→ **ENTRIES PROVIDED**:
====

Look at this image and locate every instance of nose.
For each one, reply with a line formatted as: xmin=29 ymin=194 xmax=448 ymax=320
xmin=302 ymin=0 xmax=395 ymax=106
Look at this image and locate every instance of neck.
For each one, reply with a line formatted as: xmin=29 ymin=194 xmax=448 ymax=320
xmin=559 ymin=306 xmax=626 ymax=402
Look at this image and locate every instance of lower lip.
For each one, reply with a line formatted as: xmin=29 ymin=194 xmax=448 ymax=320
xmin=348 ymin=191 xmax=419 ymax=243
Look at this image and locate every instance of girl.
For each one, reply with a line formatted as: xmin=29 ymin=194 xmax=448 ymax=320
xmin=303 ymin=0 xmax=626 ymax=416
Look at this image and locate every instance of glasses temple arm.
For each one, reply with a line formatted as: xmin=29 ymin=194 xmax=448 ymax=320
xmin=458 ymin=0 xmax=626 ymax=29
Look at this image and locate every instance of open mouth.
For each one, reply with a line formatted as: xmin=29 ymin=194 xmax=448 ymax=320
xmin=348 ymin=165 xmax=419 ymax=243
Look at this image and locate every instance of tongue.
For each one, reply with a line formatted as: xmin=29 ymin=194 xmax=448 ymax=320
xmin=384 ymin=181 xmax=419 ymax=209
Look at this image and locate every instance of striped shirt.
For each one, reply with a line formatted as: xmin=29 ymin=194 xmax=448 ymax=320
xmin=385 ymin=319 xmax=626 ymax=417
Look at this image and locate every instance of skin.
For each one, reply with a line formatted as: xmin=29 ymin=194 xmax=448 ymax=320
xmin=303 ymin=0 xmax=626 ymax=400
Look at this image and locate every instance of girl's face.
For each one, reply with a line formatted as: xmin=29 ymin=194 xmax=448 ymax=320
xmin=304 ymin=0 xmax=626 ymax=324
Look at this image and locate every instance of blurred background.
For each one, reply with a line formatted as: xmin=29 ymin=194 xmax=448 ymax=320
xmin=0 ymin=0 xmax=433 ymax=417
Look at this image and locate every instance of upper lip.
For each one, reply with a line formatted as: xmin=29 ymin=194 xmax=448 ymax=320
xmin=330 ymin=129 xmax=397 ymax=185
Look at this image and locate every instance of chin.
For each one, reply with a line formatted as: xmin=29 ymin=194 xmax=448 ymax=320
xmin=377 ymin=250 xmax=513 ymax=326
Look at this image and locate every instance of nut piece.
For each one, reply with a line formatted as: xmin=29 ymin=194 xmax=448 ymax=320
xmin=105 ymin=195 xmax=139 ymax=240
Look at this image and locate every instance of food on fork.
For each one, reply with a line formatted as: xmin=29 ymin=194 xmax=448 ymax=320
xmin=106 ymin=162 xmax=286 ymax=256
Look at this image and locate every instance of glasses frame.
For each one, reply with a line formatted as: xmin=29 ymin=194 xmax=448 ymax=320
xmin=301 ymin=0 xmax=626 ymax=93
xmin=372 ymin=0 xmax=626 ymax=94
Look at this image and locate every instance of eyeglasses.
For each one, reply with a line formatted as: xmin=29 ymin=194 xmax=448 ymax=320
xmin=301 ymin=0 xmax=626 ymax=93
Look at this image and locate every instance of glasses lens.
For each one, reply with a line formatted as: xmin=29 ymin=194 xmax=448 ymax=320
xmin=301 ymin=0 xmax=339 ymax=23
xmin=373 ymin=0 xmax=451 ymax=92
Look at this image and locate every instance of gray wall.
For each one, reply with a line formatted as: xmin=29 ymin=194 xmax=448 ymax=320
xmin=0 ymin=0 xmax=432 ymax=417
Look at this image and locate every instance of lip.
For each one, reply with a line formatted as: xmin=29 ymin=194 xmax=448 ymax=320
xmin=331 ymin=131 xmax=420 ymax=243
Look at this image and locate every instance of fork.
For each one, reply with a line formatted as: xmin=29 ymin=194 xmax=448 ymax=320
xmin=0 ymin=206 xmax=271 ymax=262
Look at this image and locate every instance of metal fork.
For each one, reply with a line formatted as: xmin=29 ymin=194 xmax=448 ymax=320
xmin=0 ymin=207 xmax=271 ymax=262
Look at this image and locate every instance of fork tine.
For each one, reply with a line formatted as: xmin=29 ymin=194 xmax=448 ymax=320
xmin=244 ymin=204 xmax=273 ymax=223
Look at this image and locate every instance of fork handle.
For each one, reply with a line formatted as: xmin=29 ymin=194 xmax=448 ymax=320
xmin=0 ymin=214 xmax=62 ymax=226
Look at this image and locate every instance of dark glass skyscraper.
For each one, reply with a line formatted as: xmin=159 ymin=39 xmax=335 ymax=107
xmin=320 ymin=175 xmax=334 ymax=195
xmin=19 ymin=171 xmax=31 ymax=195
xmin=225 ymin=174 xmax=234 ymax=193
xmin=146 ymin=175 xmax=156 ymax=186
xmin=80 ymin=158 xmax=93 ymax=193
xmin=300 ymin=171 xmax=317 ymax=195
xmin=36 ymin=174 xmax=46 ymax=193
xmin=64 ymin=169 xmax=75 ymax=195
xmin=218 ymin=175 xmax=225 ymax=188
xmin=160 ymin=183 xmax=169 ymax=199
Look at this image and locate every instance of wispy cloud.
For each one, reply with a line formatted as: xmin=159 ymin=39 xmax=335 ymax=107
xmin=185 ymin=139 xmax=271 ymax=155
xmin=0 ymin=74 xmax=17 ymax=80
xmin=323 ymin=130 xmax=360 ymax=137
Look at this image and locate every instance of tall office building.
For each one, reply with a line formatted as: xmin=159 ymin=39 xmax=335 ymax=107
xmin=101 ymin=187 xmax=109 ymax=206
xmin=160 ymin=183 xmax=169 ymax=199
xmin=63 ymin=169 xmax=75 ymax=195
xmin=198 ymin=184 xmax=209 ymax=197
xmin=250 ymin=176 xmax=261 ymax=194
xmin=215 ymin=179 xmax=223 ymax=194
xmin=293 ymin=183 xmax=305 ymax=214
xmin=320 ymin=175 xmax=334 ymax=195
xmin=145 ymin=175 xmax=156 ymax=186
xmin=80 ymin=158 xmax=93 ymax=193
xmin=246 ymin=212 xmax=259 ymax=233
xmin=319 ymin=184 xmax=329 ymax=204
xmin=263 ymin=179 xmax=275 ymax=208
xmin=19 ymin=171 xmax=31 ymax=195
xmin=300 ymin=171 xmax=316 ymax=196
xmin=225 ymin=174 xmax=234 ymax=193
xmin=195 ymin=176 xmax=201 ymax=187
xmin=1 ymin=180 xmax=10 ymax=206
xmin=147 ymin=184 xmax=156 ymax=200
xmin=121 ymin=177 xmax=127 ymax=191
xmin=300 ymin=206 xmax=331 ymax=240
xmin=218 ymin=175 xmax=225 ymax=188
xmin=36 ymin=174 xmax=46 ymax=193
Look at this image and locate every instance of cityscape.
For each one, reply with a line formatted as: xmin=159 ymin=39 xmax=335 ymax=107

====

→ **EXERCISE OBJECTIVE**: Extract verbatim the lines of the material starting with the line that contains "Look at this image and locate every instance of open" and continuing through the line that contains "xmin=348 ymin=165 xmax=419 ymax=243", both endpoints included.

→ **FINAL RESULT**:
Look at this image and locate every instance of open mouth.
For each one, reply with a line formatted as: xmin=29 ymin=194 xmax=448 ymax=320
xmin=348 ymin=165 xmax=419 ymax=243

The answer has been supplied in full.